Comment and replies on the Extractive Industries Review in the Financial Times
Published by MAC on 2004-05-04
COMMENT: A warning for the World Bank
By Mark Moody-Stuart, Financial Times
May 04, 2004
How do you translate a country's mineral and oil wealth into economic wealth, in a way that reduces poverty, protects the environment and upholds social stability?
This is a critical, complex question faced by resource-rich countries across the developing world.
Currently before the World Bank Group are the conclusions of a review of its involvement in the extractive sector conducted by Emil Salim, a former Indonesian environment minister. I was on an advisory panel to Dr Salim while he was preparing his report. However, his final recommendations - which the bank is considering - concern me deeply. Though laudable in their aims, and praised by activist groups, some of them could harm the very countries they seek to help.
Resource wealth can be a blessing or curse, depending on how it is used. Some nations have seen revenues from oil and mining projects squandered through corruption or used to fund conflict. Other problems have also been evident: for example, communities have sometimes received too small a share of the economic benefits from projects, thus exacerbating social tensions.
On the other hand, some countries have clearly succeeded in using their mineral wealth to help drive economic and social development - among them Chile, Botswana, South Africa and Malaysia (as once did America and Britain). For countries that are still mired in poverty and have few other economic opportunities, developing their natural resources may present their only realistic hope for participation in the global economy.

» **SUPPLIED MATERIAL**
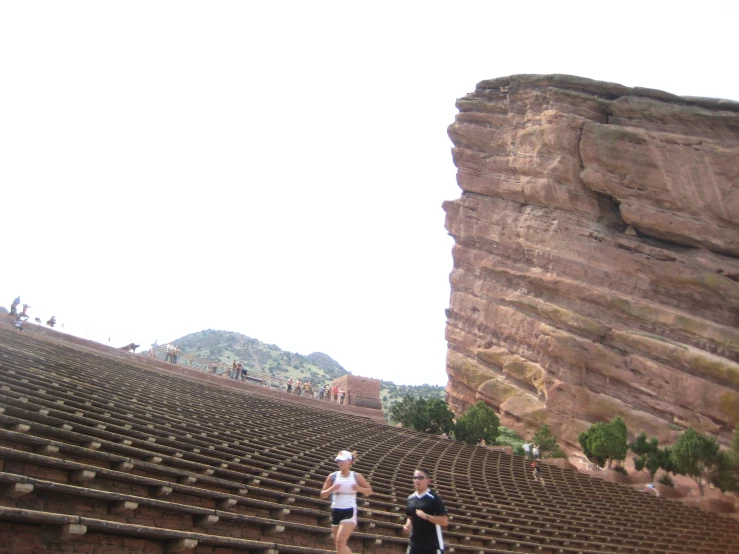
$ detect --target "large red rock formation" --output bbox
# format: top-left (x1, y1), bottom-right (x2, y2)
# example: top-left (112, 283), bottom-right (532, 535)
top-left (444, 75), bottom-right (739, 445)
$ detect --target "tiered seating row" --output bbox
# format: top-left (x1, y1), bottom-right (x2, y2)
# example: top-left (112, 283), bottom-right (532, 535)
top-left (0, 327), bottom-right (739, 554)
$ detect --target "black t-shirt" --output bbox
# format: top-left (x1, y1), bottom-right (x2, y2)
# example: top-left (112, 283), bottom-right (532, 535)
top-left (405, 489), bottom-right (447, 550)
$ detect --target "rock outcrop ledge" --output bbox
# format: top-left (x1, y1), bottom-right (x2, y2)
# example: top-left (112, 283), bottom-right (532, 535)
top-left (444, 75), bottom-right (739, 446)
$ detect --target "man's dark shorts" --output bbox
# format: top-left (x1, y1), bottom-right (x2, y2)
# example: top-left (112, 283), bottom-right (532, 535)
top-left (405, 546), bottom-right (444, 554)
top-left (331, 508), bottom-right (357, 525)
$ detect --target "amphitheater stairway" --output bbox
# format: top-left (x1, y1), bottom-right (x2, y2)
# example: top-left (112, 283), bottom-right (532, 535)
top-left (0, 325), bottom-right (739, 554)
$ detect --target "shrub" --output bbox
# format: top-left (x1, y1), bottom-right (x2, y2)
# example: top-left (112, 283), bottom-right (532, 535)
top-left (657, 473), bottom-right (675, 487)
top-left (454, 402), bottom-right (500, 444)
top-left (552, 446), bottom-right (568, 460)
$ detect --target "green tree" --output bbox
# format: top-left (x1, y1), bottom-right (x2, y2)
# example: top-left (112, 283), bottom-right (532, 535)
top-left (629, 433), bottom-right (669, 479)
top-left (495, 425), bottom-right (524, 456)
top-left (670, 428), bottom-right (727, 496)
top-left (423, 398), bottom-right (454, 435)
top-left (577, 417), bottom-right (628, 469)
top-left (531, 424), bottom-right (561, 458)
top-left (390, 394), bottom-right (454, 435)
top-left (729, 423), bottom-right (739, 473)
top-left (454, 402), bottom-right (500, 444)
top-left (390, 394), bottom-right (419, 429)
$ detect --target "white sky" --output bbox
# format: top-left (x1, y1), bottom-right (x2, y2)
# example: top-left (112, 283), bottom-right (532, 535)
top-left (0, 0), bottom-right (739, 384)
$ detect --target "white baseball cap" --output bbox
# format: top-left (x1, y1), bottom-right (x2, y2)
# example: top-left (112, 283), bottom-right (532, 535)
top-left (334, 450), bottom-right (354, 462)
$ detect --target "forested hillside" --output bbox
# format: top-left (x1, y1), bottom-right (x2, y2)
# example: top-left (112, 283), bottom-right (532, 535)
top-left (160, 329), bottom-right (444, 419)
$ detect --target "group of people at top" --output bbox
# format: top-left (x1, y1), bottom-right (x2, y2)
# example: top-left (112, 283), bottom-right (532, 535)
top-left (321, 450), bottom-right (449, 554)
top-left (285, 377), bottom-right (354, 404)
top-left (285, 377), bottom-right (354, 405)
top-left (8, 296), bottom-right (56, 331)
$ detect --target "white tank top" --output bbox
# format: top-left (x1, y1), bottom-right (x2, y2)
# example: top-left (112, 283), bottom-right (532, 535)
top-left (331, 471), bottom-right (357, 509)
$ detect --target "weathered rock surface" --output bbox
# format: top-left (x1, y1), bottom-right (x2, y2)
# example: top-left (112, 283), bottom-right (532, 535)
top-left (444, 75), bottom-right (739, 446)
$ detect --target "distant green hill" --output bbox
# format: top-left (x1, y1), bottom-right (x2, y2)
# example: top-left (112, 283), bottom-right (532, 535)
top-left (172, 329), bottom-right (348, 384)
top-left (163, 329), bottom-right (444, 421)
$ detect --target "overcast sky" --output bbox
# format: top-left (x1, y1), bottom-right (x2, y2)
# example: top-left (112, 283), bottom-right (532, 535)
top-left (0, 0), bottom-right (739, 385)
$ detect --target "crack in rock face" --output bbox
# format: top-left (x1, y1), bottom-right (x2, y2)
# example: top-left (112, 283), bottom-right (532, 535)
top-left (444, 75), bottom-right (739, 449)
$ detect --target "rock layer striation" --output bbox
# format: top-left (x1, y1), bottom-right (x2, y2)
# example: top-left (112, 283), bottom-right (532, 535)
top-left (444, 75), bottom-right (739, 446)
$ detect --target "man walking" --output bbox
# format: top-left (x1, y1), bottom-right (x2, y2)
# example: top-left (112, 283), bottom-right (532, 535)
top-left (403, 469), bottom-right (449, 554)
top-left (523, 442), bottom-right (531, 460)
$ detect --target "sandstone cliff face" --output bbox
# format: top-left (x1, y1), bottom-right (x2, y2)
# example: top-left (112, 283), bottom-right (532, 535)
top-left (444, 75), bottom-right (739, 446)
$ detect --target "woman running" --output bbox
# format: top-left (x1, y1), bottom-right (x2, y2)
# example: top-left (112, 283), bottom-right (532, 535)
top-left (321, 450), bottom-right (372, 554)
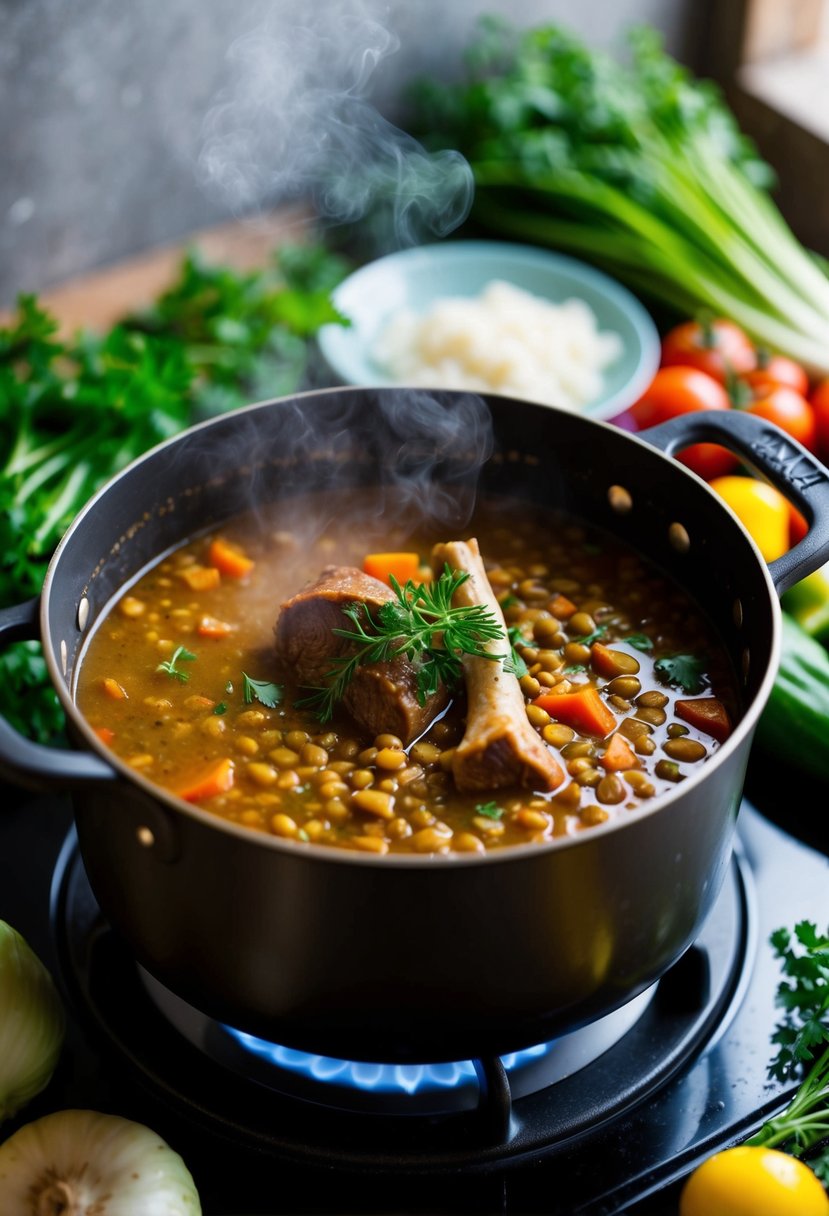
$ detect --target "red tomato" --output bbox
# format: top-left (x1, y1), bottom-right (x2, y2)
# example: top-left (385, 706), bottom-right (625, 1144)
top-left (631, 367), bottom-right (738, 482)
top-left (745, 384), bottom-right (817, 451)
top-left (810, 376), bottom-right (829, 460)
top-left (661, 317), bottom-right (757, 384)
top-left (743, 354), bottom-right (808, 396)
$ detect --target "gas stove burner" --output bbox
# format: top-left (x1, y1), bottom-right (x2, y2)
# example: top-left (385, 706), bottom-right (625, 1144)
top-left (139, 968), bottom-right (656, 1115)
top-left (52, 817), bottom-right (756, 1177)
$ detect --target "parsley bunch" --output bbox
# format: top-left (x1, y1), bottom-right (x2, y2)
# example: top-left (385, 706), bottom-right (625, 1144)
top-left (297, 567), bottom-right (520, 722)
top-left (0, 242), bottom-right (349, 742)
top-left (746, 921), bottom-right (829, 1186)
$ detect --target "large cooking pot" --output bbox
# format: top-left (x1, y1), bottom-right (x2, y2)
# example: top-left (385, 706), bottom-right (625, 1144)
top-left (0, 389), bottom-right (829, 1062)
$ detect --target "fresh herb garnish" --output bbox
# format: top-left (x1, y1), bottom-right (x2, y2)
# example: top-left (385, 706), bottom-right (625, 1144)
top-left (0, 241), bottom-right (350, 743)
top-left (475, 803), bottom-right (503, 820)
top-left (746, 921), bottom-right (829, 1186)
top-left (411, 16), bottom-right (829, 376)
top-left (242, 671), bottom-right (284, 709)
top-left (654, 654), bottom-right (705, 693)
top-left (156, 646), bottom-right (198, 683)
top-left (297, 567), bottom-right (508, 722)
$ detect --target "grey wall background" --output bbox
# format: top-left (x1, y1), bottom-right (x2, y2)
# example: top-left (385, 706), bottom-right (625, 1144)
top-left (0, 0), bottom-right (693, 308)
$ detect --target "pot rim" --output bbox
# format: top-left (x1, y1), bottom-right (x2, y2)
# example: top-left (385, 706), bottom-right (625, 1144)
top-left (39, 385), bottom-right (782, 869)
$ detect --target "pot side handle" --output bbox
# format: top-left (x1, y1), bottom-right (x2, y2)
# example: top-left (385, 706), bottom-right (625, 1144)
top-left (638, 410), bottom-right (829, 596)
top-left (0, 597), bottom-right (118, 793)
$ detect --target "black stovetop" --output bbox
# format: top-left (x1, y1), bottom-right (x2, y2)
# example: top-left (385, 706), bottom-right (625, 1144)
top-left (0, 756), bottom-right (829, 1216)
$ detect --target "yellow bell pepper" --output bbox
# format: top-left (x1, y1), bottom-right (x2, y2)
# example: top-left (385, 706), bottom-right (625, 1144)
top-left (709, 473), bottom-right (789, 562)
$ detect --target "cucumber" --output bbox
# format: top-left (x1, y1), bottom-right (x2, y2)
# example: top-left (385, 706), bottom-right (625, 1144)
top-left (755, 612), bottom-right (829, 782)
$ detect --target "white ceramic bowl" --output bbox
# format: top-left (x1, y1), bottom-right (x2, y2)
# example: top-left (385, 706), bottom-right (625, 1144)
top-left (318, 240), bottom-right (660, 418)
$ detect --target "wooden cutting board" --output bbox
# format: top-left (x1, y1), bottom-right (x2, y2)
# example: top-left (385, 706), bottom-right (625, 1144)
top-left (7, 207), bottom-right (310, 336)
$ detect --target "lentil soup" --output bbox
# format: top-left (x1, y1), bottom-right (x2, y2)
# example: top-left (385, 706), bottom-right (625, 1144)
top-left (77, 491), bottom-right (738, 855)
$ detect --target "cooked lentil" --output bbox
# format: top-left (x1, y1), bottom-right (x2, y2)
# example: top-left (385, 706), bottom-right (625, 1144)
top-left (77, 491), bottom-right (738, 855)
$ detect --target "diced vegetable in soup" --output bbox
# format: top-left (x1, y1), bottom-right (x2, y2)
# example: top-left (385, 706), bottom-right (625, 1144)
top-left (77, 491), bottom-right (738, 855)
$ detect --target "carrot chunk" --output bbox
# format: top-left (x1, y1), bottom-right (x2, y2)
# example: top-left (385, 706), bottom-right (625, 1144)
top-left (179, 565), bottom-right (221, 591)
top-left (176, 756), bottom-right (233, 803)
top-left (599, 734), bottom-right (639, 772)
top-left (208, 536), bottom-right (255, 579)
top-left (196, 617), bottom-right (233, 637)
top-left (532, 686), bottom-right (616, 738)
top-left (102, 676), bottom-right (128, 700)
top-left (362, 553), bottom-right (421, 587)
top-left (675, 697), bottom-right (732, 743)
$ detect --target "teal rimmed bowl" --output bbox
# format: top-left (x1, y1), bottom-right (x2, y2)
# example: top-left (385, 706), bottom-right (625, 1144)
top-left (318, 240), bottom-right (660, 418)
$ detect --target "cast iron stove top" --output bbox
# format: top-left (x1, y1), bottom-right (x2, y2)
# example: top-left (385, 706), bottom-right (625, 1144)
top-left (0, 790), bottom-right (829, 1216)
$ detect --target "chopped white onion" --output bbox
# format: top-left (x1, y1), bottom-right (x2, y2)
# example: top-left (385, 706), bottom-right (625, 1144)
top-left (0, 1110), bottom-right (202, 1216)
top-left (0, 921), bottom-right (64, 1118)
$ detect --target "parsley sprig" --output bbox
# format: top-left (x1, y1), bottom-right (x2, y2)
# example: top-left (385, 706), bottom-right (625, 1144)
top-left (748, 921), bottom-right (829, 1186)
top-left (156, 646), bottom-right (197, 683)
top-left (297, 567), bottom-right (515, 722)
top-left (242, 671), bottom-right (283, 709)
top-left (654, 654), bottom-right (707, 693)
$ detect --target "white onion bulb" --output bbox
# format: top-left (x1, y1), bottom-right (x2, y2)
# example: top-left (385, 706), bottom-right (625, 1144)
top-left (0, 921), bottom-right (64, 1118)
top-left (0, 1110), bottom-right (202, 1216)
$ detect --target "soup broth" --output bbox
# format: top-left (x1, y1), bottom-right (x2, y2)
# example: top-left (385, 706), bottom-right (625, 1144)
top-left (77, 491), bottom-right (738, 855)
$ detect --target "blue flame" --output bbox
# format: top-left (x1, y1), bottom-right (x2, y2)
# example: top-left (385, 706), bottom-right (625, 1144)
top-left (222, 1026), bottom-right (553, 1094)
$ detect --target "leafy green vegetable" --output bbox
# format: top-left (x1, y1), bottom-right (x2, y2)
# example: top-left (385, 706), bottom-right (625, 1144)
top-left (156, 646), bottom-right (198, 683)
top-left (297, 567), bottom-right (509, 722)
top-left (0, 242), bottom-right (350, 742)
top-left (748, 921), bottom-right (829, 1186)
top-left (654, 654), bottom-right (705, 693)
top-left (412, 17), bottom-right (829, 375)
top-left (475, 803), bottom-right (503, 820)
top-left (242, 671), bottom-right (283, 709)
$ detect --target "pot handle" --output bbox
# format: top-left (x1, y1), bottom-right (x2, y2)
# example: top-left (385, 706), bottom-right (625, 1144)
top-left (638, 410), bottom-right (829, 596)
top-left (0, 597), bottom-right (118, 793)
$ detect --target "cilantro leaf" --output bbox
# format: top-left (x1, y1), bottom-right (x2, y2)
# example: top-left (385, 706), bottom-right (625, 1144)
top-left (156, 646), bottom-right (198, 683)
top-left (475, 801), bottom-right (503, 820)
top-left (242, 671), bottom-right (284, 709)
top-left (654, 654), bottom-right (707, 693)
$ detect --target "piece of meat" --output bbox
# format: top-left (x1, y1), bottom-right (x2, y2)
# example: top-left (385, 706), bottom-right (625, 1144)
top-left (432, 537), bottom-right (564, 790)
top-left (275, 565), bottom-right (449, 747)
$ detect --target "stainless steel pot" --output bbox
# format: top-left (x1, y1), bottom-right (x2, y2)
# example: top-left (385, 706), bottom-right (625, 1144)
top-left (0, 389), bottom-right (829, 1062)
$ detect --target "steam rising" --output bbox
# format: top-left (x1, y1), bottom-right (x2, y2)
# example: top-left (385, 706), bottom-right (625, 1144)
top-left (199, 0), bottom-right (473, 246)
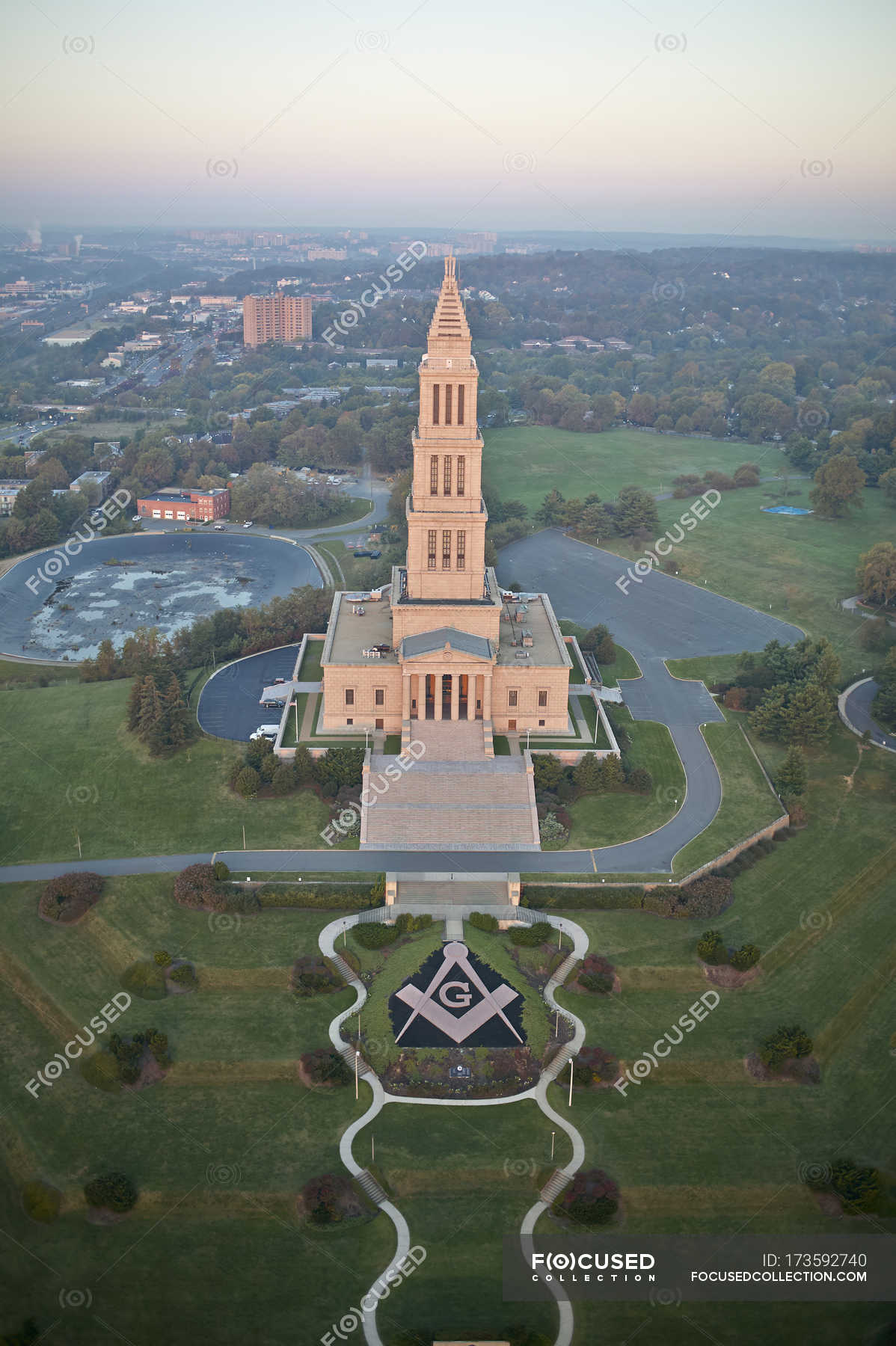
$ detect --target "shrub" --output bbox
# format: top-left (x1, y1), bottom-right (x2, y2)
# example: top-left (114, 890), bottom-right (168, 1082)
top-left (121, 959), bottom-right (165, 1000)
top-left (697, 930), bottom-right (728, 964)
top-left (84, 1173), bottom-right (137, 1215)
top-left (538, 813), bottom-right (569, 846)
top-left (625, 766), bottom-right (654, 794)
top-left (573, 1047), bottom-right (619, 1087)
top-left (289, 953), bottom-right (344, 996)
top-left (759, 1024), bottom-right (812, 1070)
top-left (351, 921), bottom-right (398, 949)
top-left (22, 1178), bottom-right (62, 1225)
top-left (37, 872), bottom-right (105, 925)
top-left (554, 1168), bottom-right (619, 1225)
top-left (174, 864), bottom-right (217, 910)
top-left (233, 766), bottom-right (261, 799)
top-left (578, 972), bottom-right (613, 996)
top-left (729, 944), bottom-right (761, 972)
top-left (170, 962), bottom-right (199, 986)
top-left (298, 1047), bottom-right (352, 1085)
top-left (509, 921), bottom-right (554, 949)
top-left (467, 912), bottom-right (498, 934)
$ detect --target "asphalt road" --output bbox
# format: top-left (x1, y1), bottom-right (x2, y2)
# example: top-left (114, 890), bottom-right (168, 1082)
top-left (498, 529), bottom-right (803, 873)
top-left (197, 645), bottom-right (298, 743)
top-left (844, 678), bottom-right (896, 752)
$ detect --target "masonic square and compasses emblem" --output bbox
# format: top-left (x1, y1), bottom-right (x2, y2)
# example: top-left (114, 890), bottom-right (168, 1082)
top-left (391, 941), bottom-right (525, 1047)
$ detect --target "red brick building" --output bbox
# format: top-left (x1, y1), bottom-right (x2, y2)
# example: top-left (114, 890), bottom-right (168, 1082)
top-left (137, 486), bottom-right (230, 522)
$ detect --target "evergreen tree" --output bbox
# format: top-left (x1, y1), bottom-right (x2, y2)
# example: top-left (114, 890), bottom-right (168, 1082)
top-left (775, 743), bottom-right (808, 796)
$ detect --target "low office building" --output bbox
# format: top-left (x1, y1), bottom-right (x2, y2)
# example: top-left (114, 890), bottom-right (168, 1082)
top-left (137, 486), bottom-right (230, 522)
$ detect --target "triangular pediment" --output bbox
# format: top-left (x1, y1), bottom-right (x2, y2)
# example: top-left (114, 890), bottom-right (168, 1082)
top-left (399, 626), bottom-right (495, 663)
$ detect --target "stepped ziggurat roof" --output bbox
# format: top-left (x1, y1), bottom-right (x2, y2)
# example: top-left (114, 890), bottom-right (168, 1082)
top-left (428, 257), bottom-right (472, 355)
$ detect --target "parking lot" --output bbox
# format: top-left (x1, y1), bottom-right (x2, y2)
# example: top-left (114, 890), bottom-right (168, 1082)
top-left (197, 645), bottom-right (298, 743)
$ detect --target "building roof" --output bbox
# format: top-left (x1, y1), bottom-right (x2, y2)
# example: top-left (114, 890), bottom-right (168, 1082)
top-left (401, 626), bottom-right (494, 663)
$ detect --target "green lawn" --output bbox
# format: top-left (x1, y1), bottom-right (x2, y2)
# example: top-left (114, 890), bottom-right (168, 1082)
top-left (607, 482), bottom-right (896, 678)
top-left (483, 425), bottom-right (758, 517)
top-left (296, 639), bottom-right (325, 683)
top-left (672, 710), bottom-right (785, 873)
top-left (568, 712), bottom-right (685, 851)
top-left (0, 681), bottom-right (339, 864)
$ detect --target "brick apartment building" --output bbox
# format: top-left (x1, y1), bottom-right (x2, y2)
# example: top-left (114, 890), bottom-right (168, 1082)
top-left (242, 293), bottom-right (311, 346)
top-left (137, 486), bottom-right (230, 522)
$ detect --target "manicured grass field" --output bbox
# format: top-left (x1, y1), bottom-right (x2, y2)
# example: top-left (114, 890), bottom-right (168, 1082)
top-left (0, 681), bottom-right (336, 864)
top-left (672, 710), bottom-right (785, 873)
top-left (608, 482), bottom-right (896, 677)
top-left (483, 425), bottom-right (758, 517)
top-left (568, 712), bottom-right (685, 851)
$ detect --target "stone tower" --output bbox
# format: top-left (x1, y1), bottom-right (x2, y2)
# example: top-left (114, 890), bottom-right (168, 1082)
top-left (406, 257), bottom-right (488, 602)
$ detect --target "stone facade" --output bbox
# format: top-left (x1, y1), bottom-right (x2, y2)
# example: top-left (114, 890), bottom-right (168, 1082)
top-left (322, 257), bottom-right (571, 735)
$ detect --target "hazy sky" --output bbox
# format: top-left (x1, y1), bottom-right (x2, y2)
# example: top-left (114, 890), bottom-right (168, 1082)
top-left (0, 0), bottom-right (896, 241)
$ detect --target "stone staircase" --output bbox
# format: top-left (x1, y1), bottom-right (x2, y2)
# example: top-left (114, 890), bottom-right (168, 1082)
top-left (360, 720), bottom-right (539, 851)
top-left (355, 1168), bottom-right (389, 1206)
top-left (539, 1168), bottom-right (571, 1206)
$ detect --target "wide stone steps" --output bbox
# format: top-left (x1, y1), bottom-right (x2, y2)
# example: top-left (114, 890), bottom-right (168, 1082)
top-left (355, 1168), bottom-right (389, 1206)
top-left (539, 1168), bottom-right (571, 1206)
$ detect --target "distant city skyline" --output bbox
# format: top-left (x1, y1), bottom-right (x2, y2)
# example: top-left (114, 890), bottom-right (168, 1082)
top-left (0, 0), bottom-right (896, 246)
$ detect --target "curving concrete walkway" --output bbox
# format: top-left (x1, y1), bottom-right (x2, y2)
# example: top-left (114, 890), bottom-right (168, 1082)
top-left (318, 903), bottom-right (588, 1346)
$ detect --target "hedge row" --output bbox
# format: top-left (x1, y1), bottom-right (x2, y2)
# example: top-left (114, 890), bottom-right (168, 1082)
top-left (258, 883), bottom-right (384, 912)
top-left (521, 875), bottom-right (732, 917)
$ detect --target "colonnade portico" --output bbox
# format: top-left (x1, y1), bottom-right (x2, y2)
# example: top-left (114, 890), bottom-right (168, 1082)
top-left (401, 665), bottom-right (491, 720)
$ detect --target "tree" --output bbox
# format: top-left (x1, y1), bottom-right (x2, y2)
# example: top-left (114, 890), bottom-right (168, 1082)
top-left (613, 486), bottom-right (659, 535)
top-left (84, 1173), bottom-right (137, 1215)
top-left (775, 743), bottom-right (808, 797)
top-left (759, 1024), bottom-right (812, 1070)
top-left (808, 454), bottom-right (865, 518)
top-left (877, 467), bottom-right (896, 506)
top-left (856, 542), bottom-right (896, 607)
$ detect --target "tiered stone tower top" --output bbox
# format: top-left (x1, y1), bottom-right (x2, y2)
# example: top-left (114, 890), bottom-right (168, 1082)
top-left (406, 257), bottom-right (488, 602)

» **EXERCISE INSTRUCTIONS**
1 > Please update the records from their first line up to and including the line with "top-left (331, 508), bottom-right (357, 525)", replacing "rock" with "stone" and leaving everything else unchanged. Leave the pictures out of your answer.
2 > Take the comment on the World Bank's extractive industries review further, starting from where it stops.

» **RESPONSES FOR EACH TASK**
1 >
$ detect --target "large red stone formation" --output bbox
# format: top-left (x1, y1), bottom-right (x2, y2)
# example: top-left (112, 283), bottom-right (532, 535)
top-left (444, 75), bottom-right (739, 445)
$ detect --target "tiered seating row" --output bbox
# format: top-left (x1, y1), bottom-right (x2, y2)
# example: top-left (112, 283), bottom-right (532, 535)
top-left (0, 327), bottom-right (739, 554)
$ detect --target "black t-shirt" --output bbox
# format: top-left (x1, y1), bottom-right (x2, y2)
# example: top-left (112, 283), bottom-right (532, 535)
top-left (405, 489), bottom-right (447, 550)
$ detect --target "stone outcrop ledge" --output bbox
# format: top-left (x1, y1), bottom-right (x2, y2)
# example: top-left (112, 283), bottom-right (532, 535)
top-left (444, 75), bottom-right (739, 446)
$ detect --target "man's dark shorts" --output bbox
# format: top-left (x1, y1), bottom-right (x2, y2)
# example: top-left (112, 283), bottom-right (532, 535)
top-left (405, 546), bottom-right (444, 554)
top-left (331, 508), bottom-right (357, 525)

2 >
Dr Salim's report contains much to applaud. It rightly focuses attention, for example, on upholding human rights, and on the need for transparency. Nor is this a call on my part for less pressure on companies to behave responsibly. My concern is that Dr Salim's recommendations would limit the World Bank's ability to leverage higher standards and thereby help countries translate their resources into a blessing.
While in principle supporting the bank's continued participation in the sector, the report proposes various restrictions that together would limit its involvement in mining and oil projects, whatever their characteristics. For example, it recommends supporting projects in a country only after comprehensive governance criteria are met. Encouraging better governance is clearly important. But constraining the bank's involvementbefore standards are met could mean that the poorest countries find it more difficult to take the first steps towards exploiting their natural resources effectively and thereby starting on a path towards poverty reduction and better standards of governance.
Meanwhile, those countries that can attract sufficient private investment to exploit their minerals and oil without the bank's assistance will do so - and the bank will be less able to influence governments and companiesto develop these resources in the right way. Importantly, the bank has its own social and environmental "safeguard" policies applied to projects. In certain cases these policies may need strengthening.
Nonetheless - as noted by the International Council on Mining and Metals, an industry association established to promote good practice in the mining sector - the current policies already help set standards for private investors. The bank's continued involvement in projects is thus important for improving performance across the board.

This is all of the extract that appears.